===== Text passage

The BS muscle is clinically relevant because it is the only muscle innervated by the common fibular portion of the sciatic nerve. High sciatic nerve lesions affecting the common fibular division can cause foot drop in patients, mimicking what is observed in distal peroneal neuropathy at the fibular head [
12]. In this case, needle EMG to examine the BS muscle is essential to localize the lesion. Patients with high sciatic nerve lesions and peroneal neuropathy at the fibular head show abnormal findings on fibular nerve conduction studies, whereas those with high sciatic lesions only show an abnormal EMG pattern on evaluation of the BS. Thus, for patients presenting with foot drop or weakness in ankle dorsiflexor muscles, needle EMG of the BS must be performed [
13]. Accordingly, a safe and accurate approach for needle placement must be identified to examine the BS. Despite previous studies recommending either the medial or lateral approach, our results suggest that the lateral approach should be preferred to increase the accuracy of measurement and reduce the risk of CFN injury.
Moreover, the site of the EMG needle insertion may serve as a guide for blind injections. In cases of flexed knee spasticity, large muscles of the posterior thigh such as the BL, semimembranosus muscle, or semitendinosus muscle are often targeted for botulinum toxin injection; however, as an alternative, the BS can be injected under ultrasonographic guidance or by using the blind technique [
14,
15]. When using the blind technique for administrating botulinum toxin injections, especially for flexed knee spasticity, our results can be useful in terms of increasing the success rate and lowering the rate of complications associated with misplaced injections.
Our study has several limitations. First, the number of dissected cadavers was small, although fresh cadavers were used. Second, an ultrasonographic technique was not performed for comparative purposes, and the actual relationships of the CFN and BS to the BL tendon could not be analyzed. In addition, because needle placement was not performed according to the techniques or insertion levels in the cadavers, the actual targeting rate and the actual risk of CFN injury could not be measured in this study. As the purpose of this study was to determine the optimal needle insertion site for examining the BS, only the needle placement levels and the directions of the approaches were compared. Further studies using ultrasonography in healthy subjects are needed to evaluate the real relationship of the CFN and BS to the BL tendon.

==========
===== Entries provided

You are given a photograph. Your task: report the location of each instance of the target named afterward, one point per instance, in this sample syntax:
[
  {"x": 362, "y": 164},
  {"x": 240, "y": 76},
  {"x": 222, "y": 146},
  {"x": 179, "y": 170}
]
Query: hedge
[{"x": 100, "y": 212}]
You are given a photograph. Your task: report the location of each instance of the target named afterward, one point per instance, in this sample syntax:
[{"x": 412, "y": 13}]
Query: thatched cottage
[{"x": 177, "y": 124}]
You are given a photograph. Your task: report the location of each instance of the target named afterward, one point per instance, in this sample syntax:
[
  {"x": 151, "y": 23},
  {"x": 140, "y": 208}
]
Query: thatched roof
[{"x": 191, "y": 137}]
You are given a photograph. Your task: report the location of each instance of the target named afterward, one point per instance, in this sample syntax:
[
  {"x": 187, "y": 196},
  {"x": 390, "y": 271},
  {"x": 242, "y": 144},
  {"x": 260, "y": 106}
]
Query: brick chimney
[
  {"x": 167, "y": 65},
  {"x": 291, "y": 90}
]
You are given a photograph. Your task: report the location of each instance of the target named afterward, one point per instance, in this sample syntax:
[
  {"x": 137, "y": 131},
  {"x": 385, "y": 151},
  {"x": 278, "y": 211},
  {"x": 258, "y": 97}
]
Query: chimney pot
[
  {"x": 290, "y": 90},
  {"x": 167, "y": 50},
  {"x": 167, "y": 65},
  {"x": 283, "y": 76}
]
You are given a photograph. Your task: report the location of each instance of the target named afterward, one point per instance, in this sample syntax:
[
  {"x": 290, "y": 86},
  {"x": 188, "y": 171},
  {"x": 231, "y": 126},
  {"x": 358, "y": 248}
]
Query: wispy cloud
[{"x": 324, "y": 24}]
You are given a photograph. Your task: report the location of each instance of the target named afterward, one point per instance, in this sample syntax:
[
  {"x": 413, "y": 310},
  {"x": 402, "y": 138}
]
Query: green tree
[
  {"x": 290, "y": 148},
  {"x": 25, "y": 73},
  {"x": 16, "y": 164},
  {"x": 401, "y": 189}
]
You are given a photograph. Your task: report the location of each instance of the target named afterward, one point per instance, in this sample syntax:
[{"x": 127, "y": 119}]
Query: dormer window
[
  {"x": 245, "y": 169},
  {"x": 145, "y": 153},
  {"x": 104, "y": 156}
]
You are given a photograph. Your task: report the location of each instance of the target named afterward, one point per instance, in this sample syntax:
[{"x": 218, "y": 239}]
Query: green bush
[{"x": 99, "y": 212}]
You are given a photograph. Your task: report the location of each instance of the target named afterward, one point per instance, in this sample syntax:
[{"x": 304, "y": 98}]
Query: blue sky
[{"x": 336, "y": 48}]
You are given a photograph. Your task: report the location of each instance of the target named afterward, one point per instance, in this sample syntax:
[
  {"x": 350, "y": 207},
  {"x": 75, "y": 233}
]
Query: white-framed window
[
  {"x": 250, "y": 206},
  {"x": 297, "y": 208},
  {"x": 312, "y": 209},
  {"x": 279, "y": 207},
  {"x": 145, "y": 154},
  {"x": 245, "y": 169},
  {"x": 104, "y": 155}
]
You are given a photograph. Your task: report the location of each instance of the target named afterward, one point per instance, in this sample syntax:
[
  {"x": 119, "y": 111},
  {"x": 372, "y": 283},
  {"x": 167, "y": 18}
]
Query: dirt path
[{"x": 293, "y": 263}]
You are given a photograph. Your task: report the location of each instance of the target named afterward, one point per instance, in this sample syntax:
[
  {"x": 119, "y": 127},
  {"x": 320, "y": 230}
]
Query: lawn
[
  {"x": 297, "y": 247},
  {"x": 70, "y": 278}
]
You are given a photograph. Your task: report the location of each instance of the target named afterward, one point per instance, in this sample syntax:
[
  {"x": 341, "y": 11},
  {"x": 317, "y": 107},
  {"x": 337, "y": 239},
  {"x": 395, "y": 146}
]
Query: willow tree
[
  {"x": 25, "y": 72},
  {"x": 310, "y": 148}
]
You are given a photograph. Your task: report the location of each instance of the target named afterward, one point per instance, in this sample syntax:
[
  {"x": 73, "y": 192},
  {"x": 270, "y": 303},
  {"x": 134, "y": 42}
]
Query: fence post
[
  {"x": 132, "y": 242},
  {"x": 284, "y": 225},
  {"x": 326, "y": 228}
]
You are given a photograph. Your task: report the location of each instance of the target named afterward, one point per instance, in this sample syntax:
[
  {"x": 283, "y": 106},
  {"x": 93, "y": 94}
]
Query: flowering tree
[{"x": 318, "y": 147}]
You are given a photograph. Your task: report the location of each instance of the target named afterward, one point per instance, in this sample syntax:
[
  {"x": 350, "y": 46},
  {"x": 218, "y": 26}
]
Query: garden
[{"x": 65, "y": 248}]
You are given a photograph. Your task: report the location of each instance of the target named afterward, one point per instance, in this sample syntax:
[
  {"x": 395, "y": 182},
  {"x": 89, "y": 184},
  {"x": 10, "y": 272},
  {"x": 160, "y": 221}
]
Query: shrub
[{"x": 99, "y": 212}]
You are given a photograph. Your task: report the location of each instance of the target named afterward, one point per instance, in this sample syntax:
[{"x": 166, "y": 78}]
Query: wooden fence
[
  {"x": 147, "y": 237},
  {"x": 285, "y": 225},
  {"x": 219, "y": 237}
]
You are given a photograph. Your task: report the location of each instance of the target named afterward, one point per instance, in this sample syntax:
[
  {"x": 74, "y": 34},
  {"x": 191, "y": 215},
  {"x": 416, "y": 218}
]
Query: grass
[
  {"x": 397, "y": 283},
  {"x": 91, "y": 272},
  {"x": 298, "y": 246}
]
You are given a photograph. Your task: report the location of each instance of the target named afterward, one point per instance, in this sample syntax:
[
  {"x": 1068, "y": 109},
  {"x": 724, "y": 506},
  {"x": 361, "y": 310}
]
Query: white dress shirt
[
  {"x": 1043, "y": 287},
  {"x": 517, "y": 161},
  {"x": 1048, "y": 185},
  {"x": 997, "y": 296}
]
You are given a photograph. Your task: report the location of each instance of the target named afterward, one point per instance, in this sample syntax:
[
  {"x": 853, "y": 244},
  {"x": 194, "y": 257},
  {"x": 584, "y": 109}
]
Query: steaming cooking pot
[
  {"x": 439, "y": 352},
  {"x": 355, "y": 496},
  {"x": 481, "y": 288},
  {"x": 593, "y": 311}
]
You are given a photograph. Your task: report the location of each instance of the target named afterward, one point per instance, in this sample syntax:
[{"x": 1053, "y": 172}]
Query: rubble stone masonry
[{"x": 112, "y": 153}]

==========

What to do:
1 – According to the passage on needle EMG of the BS muscle, which approach to needle placement do the results suggest should be preferred?
2 – Echo the passage on needle EMG of the BS muscle word for word, from "Our study has" to "the BL tendon.".

Solutions:
1 – The lateral approach.

2 –
Our study has several limitations. First, the number of dissected cadavers was small, although fresh cadavers were used. Second, an ultrasonographic technique was not performed for comparative purposes, and the actual relationships of the CFN and BS to the BL tendon could not be analyzed. In addition, because needle placement was not performed according to the techniques or insertion levels in the cadavers, the actual targeting rate and the actual risk of CFN injury could not be measured in this study. As the purpose of this study was to determine the optimal needle insertion site for examining the BS, only the needle placement levels and the directions of the approaches were compared. Further studies using ultrasonography in healthy subjects are needed to evaluate the real relationship of the CFN and BS to the BL tendon.